Exercise directions: How many lines in the data below contain the string "follows"? Count them and reply with the number alone.

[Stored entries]
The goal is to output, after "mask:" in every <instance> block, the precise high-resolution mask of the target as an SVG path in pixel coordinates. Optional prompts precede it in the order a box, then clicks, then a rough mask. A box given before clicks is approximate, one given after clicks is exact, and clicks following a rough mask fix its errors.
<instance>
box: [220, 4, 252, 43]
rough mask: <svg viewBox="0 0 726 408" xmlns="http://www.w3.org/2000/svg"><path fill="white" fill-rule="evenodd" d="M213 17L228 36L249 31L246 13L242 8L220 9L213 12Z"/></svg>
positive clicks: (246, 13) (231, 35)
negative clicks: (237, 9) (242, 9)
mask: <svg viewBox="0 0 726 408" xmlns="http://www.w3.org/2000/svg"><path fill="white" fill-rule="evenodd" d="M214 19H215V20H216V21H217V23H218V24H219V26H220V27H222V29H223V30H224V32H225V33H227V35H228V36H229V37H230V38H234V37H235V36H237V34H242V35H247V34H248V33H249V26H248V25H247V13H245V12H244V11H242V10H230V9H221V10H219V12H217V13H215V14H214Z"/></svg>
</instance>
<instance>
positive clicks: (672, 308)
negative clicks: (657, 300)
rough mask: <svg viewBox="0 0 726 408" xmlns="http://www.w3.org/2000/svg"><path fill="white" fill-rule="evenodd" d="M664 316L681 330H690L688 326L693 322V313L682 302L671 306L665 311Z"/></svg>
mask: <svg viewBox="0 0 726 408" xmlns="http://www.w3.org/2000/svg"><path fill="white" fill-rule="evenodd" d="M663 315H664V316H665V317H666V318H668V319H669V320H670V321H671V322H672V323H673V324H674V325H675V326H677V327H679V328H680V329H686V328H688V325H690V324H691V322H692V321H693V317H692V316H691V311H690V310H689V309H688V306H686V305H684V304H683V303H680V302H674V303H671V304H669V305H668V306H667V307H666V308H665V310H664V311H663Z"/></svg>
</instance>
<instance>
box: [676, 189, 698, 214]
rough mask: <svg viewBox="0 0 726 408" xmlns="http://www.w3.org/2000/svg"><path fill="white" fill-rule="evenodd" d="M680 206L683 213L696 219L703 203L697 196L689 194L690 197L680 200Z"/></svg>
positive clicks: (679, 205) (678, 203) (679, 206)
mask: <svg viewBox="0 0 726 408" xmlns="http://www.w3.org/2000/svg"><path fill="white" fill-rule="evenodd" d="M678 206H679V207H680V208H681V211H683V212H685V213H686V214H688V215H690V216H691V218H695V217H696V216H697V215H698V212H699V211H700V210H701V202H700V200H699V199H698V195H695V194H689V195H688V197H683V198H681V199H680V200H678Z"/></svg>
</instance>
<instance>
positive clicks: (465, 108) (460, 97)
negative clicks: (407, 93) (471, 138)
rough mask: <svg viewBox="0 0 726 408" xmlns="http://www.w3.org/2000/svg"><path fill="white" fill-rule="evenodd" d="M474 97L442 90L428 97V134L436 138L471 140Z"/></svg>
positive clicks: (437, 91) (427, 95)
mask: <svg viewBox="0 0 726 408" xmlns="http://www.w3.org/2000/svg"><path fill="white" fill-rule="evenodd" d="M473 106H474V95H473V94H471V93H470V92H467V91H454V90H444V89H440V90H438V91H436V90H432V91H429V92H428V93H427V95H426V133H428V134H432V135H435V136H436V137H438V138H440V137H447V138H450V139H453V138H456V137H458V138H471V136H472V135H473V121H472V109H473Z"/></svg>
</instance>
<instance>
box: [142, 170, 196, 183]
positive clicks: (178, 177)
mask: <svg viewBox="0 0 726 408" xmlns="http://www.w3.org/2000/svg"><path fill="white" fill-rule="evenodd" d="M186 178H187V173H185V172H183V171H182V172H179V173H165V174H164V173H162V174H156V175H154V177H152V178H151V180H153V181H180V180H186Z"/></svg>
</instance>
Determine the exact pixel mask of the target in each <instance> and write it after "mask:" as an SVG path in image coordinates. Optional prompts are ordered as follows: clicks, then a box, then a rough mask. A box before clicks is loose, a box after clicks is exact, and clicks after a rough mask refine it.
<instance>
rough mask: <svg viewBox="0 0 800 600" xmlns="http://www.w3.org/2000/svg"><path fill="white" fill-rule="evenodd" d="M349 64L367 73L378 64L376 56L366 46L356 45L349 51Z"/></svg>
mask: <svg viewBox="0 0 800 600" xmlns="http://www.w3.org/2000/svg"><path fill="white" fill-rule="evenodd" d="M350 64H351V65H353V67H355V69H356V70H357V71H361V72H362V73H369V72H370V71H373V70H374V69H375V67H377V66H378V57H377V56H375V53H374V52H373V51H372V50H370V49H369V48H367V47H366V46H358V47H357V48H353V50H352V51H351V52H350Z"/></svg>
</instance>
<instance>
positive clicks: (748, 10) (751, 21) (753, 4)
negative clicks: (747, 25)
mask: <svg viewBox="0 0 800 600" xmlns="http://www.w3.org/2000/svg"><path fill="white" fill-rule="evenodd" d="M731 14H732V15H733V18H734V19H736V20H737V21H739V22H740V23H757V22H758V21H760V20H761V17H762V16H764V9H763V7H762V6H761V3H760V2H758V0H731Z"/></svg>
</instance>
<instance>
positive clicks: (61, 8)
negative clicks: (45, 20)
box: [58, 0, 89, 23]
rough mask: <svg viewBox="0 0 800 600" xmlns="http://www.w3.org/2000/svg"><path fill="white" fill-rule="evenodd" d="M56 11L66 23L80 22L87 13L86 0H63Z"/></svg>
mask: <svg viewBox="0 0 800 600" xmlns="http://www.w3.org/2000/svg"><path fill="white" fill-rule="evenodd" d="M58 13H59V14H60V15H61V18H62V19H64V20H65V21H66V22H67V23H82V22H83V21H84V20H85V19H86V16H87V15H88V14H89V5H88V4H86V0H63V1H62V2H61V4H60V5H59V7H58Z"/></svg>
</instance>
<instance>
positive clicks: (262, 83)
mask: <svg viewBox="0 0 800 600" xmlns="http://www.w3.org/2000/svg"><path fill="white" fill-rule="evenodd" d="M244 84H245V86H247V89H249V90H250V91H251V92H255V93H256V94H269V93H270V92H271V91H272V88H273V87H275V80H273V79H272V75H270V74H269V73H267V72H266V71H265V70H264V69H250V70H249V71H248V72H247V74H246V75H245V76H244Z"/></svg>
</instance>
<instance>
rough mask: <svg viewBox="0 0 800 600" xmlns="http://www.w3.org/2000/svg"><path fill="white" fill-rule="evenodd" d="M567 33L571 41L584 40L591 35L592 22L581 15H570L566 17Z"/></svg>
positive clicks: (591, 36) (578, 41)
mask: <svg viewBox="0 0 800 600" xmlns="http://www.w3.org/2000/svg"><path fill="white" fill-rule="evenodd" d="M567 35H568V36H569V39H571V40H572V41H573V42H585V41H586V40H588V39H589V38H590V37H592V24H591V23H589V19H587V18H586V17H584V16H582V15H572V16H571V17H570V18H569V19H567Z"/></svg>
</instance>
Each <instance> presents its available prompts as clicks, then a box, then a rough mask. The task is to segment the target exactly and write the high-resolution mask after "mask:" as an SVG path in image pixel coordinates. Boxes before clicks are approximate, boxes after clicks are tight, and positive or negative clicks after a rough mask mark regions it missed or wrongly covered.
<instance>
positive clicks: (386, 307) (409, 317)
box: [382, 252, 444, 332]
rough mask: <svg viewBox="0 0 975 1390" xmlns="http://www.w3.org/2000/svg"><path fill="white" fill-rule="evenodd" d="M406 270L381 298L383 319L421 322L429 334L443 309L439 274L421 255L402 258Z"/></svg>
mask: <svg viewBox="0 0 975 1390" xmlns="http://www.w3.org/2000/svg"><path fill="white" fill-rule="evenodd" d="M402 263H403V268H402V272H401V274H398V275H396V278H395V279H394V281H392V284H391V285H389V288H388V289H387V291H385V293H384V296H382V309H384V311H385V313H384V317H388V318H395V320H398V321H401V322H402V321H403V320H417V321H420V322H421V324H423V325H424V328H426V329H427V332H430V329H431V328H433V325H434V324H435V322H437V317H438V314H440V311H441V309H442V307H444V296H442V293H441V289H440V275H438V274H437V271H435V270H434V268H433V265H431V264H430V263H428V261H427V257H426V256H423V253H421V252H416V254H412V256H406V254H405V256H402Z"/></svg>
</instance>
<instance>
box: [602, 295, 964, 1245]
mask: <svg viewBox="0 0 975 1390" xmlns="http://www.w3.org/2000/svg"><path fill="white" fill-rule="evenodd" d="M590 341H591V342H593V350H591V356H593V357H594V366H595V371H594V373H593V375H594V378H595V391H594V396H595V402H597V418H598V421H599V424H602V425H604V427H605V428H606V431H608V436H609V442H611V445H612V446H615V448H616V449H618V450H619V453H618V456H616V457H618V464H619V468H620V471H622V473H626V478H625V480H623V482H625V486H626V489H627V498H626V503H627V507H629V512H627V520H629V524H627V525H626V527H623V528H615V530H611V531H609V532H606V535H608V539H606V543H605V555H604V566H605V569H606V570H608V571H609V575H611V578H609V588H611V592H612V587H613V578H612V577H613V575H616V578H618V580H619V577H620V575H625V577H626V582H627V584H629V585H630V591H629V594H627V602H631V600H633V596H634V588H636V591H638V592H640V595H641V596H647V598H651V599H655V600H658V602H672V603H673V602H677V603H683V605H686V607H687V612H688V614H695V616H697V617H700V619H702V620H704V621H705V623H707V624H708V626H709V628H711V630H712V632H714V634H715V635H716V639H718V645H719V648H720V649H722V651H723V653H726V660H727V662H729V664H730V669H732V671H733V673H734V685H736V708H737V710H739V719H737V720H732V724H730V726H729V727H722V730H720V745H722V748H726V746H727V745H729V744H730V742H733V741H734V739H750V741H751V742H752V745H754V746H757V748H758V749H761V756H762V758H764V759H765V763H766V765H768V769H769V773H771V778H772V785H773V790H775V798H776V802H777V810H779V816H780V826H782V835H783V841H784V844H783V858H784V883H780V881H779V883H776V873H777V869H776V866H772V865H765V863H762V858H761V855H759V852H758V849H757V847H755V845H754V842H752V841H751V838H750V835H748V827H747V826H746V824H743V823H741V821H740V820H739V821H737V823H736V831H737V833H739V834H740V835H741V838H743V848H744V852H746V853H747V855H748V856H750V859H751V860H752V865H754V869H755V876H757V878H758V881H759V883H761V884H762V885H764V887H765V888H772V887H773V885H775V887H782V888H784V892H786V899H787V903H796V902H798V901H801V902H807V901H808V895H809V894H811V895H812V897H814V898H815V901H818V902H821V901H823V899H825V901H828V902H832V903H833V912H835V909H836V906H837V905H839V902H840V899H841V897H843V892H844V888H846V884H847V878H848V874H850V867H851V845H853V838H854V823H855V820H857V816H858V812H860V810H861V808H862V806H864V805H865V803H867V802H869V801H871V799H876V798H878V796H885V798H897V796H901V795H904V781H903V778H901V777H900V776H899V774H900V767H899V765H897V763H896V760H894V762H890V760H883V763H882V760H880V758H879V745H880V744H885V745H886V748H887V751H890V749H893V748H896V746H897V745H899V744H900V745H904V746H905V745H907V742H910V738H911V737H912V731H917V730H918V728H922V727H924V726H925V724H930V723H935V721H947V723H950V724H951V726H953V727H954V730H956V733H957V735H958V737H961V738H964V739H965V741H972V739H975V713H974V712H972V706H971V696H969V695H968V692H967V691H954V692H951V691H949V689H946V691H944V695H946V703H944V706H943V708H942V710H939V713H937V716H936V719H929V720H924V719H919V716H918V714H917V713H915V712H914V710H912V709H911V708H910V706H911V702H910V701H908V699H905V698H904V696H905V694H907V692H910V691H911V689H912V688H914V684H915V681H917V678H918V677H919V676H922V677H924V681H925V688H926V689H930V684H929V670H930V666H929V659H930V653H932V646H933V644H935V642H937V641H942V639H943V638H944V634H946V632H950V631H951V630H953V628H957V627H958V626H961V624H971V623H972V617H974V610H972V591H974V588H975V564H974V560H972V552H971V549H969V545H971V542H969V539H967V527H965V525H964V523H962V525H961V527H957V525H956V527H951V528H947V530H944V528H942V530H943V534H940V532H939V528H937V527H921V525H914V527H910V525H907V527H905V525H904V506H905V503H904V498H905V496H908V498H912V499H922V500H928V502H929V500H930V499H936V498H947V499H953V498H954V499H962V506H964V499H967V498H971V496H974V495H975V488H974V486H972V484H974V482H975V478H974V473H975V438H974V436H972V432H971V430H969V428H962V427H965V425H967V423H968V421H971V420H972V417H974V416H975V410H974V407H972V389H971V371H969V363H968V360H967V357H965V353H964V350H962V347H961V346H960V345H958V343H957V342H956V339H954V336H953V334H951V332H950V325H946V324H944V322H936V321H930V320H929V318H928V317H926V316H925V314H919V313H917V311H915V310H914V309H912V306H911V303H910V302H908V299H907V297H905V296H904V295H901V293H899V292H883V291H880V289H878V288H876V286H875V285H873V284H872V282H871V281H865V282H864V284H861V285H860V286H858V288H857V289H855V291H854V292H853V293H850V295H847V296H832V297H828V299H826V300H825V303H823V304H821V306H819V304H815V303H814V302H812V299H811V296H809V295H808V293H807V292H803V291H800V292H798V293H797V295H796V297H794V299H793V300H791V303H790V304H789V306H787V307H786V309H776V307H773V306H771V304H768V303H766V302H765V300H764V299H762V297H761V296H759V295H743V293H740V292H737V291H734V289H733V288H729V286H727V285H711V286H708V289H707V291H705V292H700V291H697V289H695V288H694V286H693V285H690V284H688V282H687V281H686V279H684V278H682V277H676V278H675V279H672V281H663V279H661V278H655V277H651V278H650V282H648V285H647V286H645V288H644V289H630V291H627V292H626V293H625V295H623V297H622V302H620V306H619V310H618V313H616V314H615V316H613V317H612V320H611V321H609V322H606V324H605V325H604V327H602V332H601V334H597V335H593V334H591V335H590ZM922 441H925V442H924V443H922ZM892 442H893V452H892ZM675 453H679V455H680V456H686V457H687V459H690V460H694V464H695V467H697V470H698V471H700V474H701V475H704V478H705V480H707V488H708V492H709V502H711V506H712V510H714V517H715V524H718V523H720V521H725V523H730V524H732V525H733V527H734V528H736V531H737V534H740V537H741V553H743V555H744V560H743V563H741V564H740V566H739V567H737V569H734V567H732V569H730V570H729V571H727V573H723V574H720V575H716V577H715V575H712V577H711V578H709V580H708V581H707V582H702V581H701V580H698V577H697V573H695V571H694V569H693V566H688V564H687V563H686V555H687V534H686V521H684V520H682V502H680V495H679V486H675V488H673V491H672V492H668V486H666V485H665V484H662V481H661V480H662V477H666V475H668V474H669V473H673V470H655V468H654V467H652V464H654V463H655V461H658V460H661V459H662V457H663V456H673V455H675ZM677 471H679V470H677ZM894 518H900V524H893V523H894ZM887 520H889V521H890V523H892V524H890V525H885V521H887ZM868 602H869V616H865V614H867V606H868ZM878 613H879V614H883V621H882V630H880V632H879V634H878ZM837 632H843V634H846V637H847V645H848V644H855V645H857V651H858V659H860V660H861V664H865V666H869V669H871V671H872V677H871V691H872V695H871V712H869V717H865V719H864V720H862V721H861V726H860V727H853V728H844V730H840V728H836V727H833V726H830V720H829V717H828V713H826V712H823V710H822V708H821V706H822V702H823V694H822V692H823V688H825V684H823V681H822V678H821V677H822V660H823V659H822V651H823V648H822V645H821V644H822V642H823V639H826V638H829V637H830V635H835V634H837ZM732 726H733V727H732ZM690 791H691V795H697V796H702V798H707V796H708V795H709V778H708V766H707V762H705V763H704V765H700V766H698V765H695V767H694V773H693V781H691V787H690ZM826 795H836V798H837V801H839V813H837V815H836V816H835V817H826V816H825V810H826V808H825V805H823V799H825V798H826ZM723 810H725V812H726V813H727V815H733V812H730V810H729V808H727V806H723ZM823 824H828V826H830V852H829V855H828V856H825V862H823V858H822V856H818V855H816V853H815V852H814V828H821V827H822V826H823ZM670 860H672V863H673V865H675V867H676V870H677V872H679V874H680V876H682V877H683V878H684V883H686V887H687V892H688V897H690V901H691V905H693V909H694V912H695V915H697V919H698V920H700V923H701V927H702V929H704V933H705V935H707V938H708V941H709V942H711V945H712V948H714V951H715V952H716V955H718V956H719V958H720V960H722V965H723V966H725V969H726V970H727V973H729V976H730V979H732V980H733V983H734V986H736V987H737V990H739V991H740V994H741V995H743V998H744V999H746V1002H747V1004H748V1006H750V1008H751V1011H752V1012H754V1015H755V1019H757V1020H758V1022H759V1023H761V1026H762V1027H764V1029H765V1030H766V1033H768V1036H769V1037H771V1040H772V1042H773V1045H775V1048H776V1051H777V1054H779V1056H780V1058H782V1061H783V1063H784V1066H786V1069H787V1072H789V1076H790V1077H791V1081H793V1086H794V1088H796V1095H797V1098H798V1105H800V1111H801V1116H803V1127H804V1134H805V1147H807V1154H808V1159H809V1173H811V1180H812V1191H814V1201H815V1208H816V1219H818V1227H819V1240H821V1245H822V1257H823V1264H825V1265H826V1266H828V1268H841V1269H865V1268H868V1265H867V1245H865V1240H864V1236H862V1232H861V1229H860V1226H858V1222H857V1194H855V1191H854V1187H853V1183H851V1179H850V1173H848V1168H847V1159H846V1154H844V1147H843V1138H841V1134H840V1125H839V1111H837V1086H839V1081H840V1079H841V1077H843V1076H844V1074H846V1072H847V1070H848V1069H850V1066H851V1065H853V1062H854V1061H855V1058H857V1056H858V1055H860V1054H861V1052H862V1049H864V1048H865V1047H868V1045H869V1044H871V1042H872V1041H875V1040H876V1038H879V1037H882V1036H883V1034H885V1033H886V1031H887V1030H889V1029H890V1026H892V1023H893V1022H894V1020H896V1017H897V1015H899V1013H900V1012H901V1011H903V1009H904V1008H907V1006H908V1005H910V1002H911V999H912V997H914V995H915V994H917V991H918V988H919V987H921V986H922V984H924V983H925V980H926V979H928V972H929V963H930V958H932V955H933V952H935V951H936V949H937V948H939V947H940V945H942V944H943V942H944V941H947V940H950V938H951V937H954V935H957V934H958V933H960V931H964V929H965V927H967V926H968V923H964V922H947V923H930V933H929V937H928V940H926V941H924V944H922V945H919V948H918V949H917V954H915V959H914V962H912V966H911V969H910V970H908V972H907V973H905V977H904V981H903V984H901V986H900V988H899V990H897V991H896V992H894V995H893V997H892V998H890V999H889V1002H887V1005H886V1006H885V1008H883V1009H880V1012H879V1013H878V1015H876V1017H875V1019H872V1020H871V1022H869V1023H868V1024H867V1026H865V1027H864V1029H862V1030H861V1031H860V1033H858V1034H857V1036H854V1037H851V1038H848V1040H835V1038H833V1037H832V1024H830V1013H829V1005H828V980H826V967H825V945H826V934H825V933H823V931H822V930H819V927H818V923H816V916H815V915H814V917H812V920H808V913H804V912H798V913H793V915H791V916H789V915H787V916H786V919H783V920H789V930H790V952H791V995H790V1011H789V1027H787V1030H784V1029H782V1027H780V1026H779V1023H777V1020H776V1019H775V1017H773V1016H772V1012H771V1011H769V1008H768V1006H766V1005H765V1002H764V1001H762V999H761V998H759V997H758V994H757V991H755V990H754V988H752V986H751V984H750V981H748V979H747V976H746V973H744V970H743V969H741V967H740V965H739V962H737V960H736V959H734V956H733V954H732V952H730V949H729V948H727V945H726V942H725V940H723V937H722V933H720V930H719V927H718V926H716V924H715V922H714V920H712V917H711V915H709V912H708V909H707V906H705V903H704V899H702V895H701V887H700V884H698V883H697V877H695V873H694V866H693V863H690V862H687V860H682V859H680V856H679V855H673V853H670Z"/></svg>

Response for this exercise: 1